Dataset extract:
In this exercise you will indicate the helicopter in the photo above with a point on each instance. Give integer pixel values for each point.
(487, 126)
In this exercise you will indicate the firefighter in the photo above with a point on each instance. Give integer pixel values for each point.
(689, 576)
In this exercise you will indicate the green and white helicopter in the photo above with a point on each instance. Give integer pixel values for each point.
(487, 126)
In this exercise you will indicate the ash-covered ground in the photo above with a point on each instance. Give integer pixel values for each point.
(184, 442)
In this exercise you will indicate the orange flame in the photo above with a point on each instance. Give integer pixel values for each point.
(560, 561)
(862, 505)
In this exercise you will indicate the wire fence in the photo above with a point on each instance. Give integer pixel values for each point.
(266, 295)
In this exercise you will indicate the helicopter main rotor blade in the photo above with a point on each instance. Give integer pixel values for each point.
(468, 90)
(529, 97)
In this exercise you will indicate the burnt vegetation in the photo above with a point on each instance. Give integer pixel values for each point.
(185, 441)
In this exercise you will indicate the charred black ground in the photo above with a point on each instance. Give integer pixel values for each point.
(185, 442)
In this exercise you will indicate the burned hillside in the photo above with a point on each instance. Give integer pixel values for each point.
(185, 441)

What needs to be done:
Copy all of the rows above verbatim, keeping their order and line breaks unchanged.

Complete output:
In this exercise you will indicate the helicopter in the photo above with a point on each instance. Give integer pixel values for each point.
(487, 126)
In this exercise you will indicate the firefighter in the photo above with a point on each instance. Give integer pixel values for each point.
(689, 576)
In this exercise you will indicate the green and white helicopter in the photo above with a point on each instance. Give integer pixel values for each point.
(487, 126)
In this exercise you will indicate the ash-covered ground in the photo above with a point on each instance. Give integer pixel values for each point.
(184, 442)
In this exercise you will indicate the orange flame in the photo above with a point on each instance. Give integer pixel values for each point.
(560, 561)
(862, 505)
In this exercise you will indicate the wire fence in the photo above with a point on each instance. Give integer pixel values for each point.
(266, 295)
In this exercise you will indicate the helicopter main rotor blade in the photo above with a point on each instance. Give integer pixel values for each point.
(468, 90)
(529, 97)
In this exercise you will indicate the burnt vegetation in the photo above with a point on each instance. Give integer pixel values for each point.
(185, 441)
In this exercise you will indicate the charred black ground in the photo above with a point on each instance. Give integer pixel values for each point.
(185, 442)
In this exercise you will indicate the burned hillside in the photo above with a point on each instance. Give integer pixel values for each point.
(185, 441)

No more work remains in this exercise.